*SUPPLIED RECORDS*
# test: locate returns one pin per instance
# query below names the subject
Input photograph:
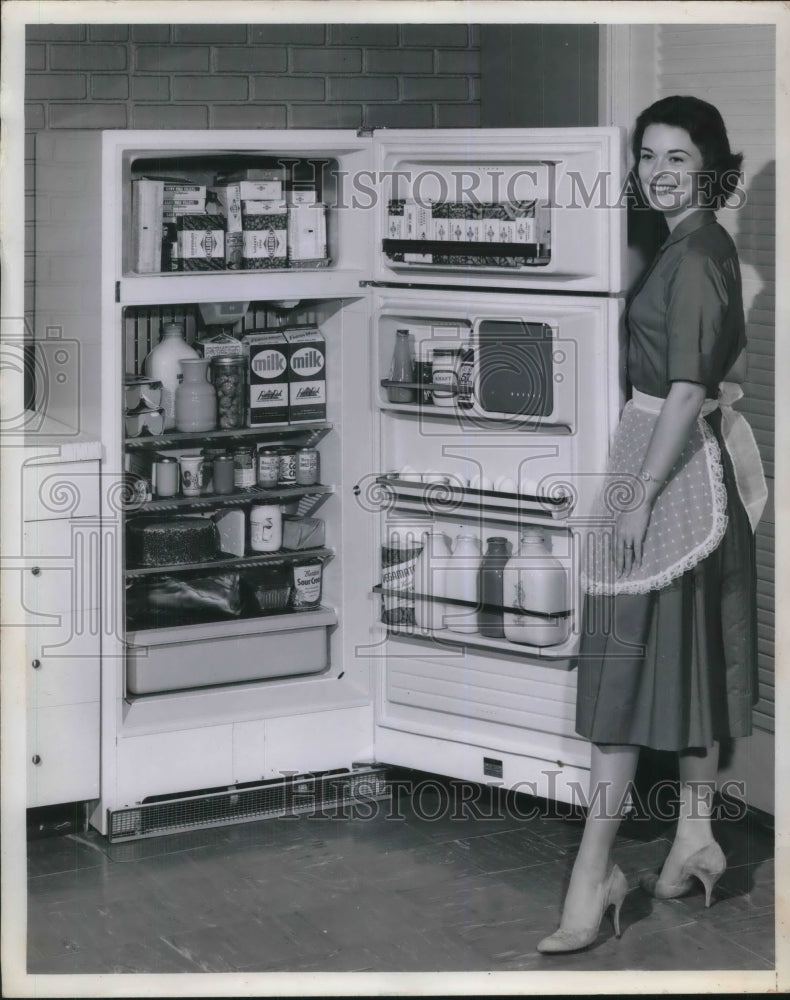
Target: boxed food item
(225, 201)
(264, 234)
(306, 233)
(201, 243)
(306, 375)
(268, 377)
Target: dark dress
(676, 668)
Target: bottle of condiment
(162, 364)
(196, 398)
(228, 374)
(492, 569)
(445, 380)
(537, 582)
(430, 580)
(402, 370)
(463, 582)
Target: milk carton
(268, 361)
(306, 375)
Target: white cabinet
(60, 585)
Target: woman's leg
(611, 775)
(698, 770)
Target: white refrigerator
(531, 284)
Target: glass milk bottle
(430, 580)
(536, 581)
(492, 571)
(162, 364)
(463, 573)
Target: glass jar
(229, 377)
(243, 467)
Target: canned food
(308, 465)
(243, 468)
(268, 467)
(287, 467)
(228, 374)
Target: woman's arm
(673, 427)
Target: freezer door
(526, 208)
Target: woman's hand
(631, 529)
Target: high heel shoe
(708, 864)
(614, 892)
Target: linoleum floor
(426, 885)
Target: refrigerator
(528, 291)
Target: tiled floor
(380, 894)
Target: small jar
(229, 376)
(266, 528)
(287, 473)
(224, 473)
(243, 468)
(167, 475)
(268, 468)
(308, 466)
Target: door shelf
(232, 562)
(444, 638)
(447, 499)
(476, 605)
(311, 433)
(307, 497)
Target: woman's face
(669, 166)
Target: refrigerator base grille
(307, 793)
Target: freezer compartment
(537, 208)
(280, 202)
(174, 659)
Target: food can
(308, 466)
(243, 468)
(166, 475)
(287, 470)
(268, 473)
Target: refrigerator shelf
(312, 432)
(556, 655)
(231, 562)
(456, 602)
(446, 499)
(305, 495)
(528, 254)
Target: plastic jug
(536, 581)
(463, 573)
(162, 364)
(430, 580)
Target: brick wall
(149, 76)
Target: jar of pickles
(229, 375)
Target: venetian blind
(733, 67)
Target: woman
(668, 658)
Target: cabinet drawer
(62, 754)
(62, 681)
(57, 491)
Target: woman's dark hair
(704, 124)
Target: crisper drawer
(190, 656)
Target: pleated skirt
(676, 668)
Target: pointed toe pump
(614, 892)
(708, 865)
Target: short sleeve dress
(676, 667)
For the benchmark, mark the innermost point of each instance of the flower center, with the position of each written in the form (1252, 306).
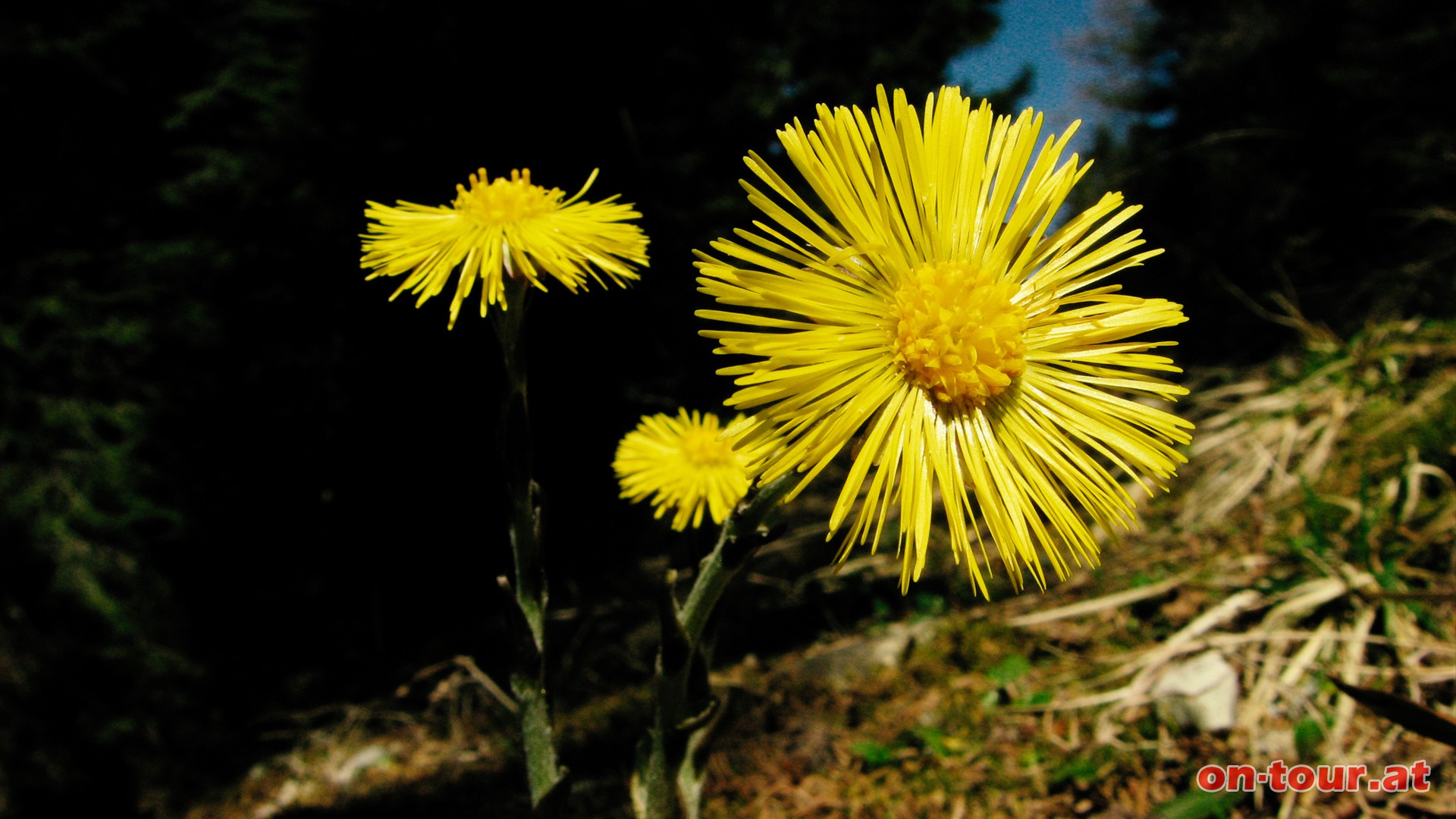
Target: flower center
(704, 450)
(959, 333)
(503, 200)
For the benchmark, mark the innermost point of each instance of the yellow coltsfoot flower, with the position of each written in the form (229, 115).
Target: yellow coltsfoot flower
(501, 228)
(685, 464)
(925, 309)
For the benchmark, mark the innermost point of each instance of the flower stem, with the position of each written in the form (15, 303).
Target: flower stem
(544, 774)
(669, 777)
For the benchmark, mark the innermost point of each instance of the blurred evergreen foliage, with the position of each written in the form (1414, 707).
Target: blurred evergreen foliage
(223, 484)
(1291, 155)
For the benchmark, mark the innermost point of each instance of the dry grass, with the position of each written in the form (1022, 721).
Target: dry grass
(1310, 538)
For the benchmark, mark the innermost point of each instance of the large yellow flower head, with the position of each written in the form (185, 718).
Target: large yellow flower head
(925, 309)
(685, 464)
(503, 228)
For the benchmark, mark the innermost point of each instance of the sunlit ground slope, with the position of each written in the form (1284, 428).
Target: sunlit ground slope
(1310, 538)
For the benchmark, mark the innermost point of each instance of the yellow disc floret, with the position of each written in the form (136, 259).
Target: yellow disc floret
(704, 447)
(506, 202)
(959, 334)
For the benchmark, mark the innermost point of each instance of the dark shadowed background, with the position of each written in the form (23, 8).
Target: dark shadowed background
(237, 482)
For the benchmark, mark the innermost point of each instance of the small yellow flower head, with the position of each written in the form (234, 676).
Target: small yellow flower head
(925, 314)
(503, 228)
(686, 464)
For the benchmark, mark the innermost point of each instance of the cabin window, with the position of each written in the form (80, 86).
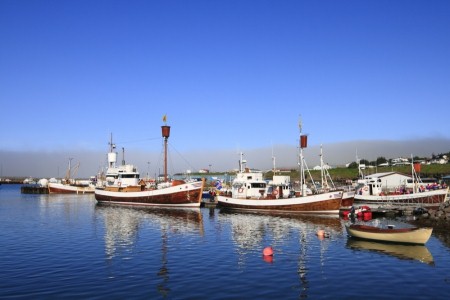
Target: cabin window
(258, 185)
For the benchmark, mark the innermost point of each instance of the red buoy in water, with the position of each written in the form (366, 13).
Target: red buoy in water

*JOB*
Reproduce each line exactly as it appears, omitting the pictures.

*RESPONSE TO THE TASK*
# test: locate returns one pin per instance
# query below names the subject
Input photograph:
Target: boxed food item
(225, 201)
(264, 234)
(306, 233)
(201, 243)
(306, 375)
(268, 377)
Target: dark dress
(676, 668)
Target: bottle of condiment
(162, 364)
(196, 398)
(228, 374)
(492, 569)
(445, 380)
(537, 582)
(430, 580)
(402, 370)
(463, 582)
Target: milk carton
(268, 361)
(306, 375)
Target: white cabinet
(60, 585)
Target: woman's leg
(611, 775)
(698, 770)
Target: white refrigerator
(531, 284)
Target: glass milk bottle
(430, 580)
(536, 581)
(492, 571)
(162, 364)
(463, 573)
Target: glass jar
(229, 377)
(243, 467)
Target: canned food
(308, 465)
(243, 468)
(268, 467)
(287, 467)
(228, 374)
Target: woman's arm
(673, 427)
Target: freezer door
(526, 208)
Target: woman's hand
(631, 529)
Target: high heel shoe
(708, 864)
(614, 892)
Target: linoleum floor
(426, 885)
Target: refrigerator
(528, 291)
Target: tiled floor
(380, 894)
Target: small jar
(229, 376)
(266, 528)
(287, 473)
(224, 473)
(243, 468)
(167, 475)
(268, 468)
(308, 466)
Target: door shelf
(232, 562)
(444, 638)
(447, 499)
(476, 605)
(311, 433)
(307, 497)
Target: woman's face
(669, 166)
Target: refrigerator base grille
(307, 793)
Target: freezer compartment
(537, 208)
(280, 202)
(174, 659)
Target: food can
(308, 466)
(243, 468)
(166, 475)
(287, 470)
(268, 473)
Target: refrigerator shelf
(312, 432)
(556, 655)
(231, 562)
(456, 602)
(446, 499)
(305, 495)
(528, 254)
Target: plastic jug
(536, 581)
(463, 573)
(162, 364)
(430, 580)
Target: brick wall
(149, 76)
Target: jar of pickles
(229, 375)
Target: venetian blind
(733, 67)
Target: woman
(668, 658)
Target: cabinet drawer
(62, 754)
(62, 681)
(57, 491)
Target: woman's dark hair
(704, 124)
Target: crisper drawer
(190, 656)
Target: pleated skirt
(676, 668)
Target: pointed toe pump
(614, 892)
(708, 865)
Target: short sleeve dress
(676, 667)
For the benchmark, mark the innermost point of each instance of the flower center, with the position of each written in the form (1252, 306).
Target: flower center
(704, 450)
(959, 333)
(503, 200)
For the benchmark, mark the innermost point of each instance of the yellow coltsfoot flower, with the position of each written in the form (229, 115).
Target: yellow coltsfoot flower
(501, 228)
(685, 464)
(925, 309)
For the benchmark, mark the innermost point of each instance of the flower stem, with the position of each written in the form (15, 303).
Target: flower stem
(544, 774)
(669, 777)
For the benchmark, mark the innermost point of each instance of the blurred evergreen foliage, with the position of each written in the form (1414, 707).
Target: blurred evergreen foliage
(223, 484)
(1291, 155)
For the benchmark, mark the innermost point of each instance of the dry grass, with the position of each written in the form (1022, 721).
Target: dry grass
(1310, 538)
For the benchmark, mark the innermost point of each instance of the large yellow flower head, with the position of each written in the form (185, 718).
Target: large yellow flower head
(925, 309)
(685, 464)
(503, 228)
For the benchmark, mark the innermost point of each instance of the sunlit ground slope, with the position of each written in the form (1284, 428).
Target: sunlit ground slope
(1310, 538)
For the benchmark, mark the innermost point of each instance of the yellow disc floret, with the position of each written in the form (136, 259).
Target: yellow disc floret
(704, 447)
(506, 202)
(959, 334)
For the benchmark, mark the innermost point of each instance of the dark shadowed background, with the position of each written in the form (23, 8).
Target: dark shadowed background
(237, 482)
For the benchmark, mark the innermost point of each instance of the small yellow flower head, with the position of each written in the form (234, 676).
Target: small yellow flower head
(925, 314)
(503, 228)
(686, 464)
For the benchmark, mark the innermost point of each instance of the cabin window, with the position of each written in the form (80, 86).
Target: cabin window
(258, 185)
For the benchmark, mark the innermost point of each instance of the red buoy in water, with the position of each written in the form (366, 13).
Target: red buoy in water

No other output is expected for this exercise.